## REQUEST
Copy verbatim the material from the line containing "227L145 238L151 233L148" up to and including the line containing "positive clicks: (145, 223)", and nothing else.

## PROVIDED RECORDS
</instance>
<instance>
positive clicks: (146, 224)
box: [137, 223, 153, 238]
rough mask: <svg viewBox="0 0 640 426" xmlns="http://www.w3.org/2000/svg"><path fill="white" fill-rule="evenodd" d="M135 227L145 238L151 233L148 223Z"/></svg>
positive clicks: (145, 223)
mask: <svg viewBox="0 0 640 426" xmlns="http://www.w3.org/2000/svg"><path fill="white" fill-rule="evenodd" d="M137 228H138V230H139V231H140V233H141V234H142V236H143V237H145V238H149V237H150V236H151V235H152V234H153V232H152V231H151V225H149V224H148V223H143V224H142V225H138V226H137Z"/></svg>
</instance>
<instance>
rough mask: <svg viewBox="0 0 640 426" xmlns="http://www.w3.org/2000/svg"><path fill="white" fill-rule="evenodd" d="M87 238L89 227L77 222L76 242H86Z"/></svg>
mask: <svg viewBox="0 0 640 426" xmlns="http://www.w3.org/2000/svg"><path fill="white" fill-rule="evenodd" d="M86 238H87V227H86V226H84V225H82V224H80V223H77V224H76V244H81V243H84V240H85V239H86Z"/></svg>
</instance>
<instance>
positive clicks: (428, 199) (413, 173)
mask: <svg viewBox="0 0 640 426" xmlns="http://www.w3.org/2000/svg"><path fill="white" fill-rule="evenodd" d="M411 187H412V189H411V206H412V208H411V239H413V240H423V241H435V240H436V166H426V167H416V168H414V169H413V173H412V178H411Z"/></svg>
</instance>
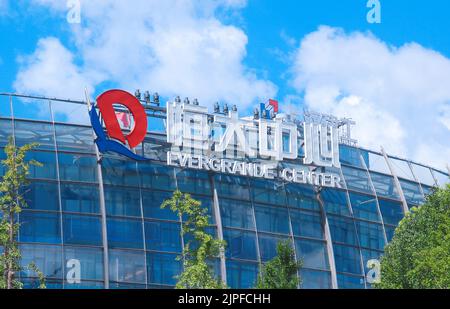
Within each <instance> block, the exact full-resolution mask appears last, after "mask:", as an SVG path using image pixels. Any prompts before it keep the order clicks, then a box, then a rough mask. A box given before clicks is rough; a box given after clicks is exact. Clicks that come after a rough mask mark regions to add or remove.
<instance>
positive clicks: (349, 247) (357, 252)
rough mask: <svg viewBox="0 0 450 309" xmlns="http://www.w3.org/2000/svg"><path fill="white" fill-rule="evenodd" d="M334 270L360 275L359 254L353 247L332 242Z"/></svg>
mask: <svg viewBox="0 0 450 309" xmlns="http://www.w3.org/2000/svg"><path fill="white" fill-rule="evenodd" d="M333 252H334V260H335V263H336V271H338V272H344V273H352V274H357V275H361V274H362V272H361V256H360V253H359V250H358V249H357V248H355V247H349V246H342V245H337V244H333Z"/></svg>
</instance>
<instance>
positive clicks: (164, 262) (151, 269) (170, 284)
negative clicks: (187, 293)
mask: <svg viewBox="0 0 450 309" xmlns="http://www.w3.org/2000/svg"><path fill="white" fill-rule="evenodd" d="M181 271H182V265H181V261H177V255H175V254H161V253H151V252H147V277H148V282H149V283H157V284H164V285H175V284H176V283H177V279H176V276H178V275H180V273H181Z"/></svg>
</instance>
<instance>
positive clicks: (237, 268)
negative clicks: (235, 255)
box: [226, 260, 258, 289]
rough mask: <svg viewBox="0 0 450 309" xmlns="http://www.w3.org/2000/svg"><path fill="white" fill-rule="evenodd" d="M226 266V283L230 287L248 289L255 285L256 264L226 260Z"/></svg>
mask: <svg viewBox="0 0 450 309" xmlns="http://www.w3.org/2000/svg"><path fill="white" fill-rule="evenodd" d="M226 266H227V284H228V285H229V286H230V287H231V288H232V289H248V288H253V287H254V286H255V283H256V278H257V276H258V264H256V263H248V262H241V261H239V262H238V261H230V260H228V261H227V262H226Z"/></svg>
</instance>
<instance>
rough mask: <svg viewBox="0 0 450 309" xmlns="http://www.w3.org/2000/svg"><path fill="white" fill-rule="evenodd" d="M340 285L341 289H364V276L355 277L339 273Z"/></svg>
mask: <svg viewBox="0 0 450 309" xmlns="http://www.w3.org/2000/svg"><path fill="white" fill-rule="evenodd" d="M337 279H338V287H339V288H340V289H364V288H365V287H364V279H363V277H355V276H349V275H344V274H337Z"/></svg>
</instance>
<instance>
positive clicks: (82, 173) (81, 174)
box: [58, 152, 97, 182]
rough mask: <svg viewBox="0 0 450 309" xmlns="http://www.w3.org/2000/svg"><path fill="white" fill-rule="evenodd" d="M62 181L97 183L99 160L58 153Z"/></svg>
mask: <svg viewBox="0 0 450 309" xmlns="http://www.w3.org/2000/svg"><path fill="white" fill-rule="evenodd" d="M58 162H59V175H60V178H61V180H69V181H85V182H96V181H97V159H96V158H95V156H87V155H81V154H68V153H62V152H60V153H58Z"/></svg>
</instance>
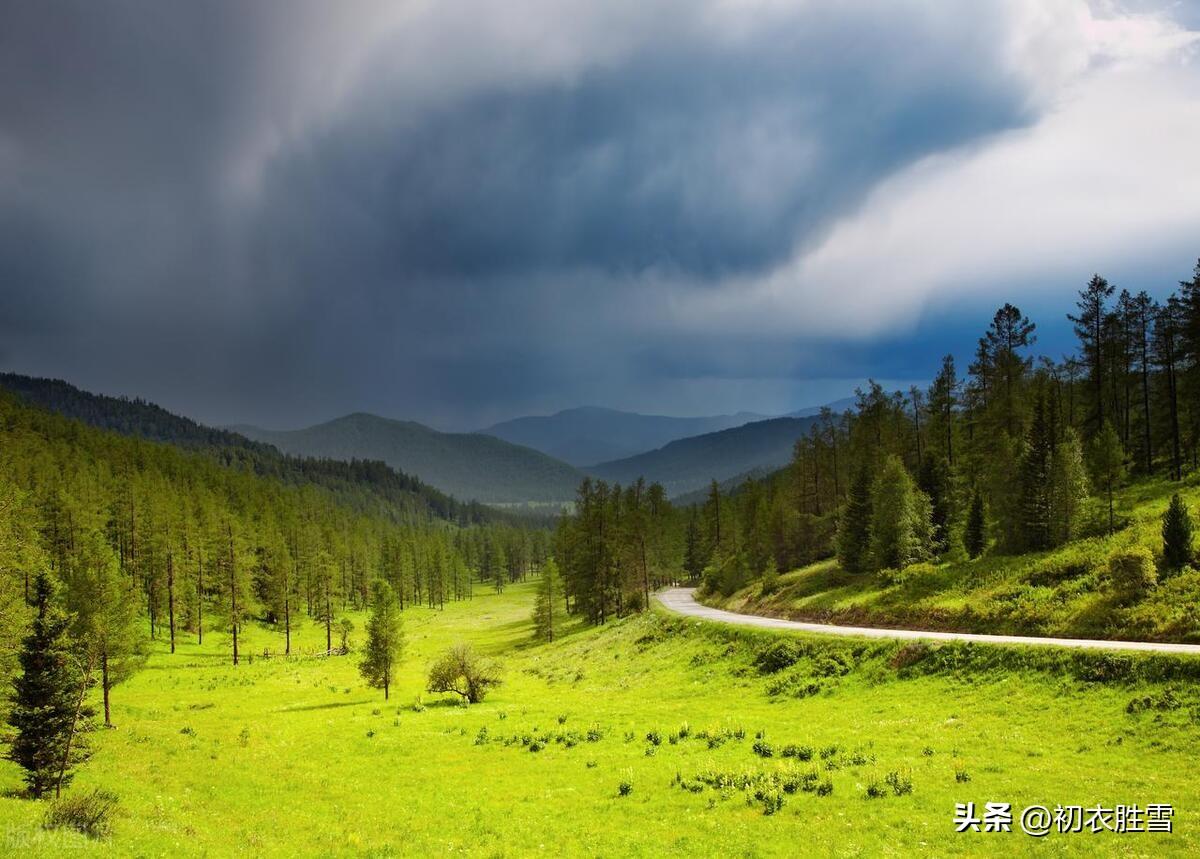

## ANSWER SECTION
rough mask: <svg viewBox="0 0 640 426" xmlns="http://www.w3.org/2000/svg"><path fill="white" fill-rule="evenodd" d="M135 227L145 238L151 233L148 223Z"/></svg>
positive clicks: (145, 223)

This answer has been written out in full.